===== MATERIAL FOR THIS TASK
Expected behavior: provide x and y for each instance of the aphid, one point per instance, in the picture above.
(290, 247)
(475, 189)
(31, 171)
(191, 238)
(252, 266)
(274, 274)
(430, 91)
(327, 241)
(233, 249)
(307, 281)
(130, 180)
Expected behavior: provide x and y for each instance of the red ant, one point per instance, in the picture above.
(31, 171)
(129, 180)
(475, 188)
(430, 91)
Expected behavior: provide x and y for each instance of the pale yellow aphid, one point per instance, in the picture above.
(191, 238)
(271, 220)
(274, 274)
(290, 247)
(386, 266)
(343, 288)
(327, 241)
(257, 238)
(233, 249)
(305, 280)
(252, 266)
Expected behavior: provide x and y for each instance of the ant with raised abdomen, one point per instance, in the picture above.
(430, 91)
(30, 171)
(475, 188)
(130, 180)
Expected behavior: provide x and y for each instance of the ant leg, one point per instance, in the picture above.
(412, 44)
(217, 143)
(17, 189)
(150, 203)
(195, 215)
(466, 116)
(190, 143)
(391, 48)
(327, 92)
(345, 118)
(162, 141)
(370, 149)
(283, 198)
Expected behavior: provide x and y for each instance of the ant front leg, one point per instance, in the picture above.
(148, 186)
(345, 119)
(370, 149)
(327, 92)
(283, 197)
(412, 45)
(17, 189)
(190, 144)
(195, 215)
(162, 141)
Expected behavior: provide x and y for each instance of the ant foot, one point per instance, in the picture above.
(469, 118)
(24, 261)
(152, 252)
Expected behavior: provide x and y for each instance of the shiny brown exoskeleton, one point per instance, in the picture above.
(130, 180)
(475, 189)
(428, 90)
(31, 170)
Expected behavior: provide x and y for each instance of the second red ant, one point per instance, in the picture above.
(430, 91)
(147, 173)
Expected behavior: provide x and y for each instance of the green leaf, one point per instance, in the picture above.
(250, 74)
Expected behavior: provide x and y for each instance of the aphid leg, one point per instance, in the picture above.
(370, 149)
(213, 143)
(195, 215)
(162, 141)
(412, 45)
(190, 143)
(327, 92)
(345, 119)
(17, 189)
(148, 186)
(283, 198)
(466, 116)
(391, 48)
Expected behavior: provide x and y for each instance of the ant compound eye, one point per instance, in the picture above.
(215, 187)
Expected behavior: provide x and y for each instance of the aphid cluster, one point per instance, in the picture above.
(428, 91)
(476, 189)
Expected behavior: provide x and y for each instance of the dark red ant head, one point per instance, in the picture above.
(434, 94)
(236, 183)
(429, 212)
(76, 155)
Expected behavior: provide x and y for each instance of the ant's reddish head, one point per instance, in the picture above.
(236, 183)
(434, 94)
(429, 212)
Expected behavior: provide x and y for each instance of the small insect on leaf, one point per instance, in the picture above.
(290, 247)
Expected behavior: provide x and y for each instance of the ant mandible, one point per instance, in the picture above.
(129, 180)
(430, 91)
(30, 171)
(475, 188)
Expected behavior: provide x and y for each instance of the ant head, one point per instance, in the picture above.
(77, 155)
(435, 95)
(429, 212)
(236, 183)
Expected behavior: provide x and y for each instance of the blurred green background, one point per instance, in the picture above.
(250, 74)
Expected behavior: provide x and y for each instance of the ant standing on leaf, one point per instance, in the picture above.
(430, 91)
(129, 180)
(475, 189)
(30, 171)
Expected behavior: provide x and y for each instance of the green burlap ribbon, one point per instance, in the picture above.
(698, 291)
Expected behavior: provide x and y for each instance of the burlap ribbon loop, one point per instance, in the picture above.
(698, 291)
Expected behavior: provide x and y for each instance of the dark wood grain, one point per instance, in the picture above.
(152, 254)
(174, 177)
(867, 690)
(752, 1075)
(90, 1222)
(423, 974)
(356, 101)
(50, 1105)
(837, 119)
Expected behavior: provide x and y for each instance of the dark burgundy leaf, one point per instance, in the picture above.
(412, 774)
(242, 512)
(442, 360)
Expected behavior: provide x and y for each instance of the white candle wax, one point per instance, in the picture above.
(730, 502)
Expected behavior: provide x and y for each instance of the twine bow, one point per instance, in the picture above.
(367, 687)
==========
INSTRUCTIONS FOR THE TASK
Give exactly the lines from the one with "of the ant's" to the end of the entries, nothing before them.

RESULT
Expected behavior: provide x and y for each instance of the ant's reddish head, one point per instance, in the picture above.
(236, 183)
(434, 94)
(429, 212)
Expected behavior: provide x and y for each instance of the small insect on leaf, one point per instance, in the picture above.
(290, 247)
Expected behavior: provide x and y for each instance of the ant mandible, one point per instance, in the picture above.
(129, 180)
(430, 91)
(30, 171)
(475, 188)
Expected behavior: provide x and y for each instance of the ant head, one point per instance, in the picture above.
(77, 155)
(435, 95)
(429, 212)
(236, 183)
Expected behavior: provide x and y for each instance of the blurred green background, one point per instance, in the picture above.
(250, 74)
Expected behavior: provide x and y for each instance of the ant standing on leaf, one point per instance, in the picture above.
(430, 91)
(129, 180)
(475, 189)
(30, 171)
Expected behavior: provide x and y for each instance of the green burlap ribbon, one point per instance, in the picture above.
(698, 291)
Expected behavior: provide x and y for each instance of the burlap ribbon loop, one point per instance, in the picture above.
(698, 291)
Expected behavior: provide x and y for each instance of the dark wood grain, one point per instance, in the picture above.
(152, 254)
(174, 177)
(867, 690)
(752, 1075)
(90, 1222)
(423, 974)
(356, 101)
(50, 1105)
(837, 119)
Expected behavior: provide x and y for each instance of the dark burgundy leaf, one point per instance, in the picture above.
(412, 774)
(242, 512)
(442, 360)
Expected behavior: provide x and y for each instance of the white candle wax, one point per instance, in the picture above.
(730, 502)
Expected behavior: provide x and y for each instance of the twine bow, one point per instance, in the picture above.
(367, 687)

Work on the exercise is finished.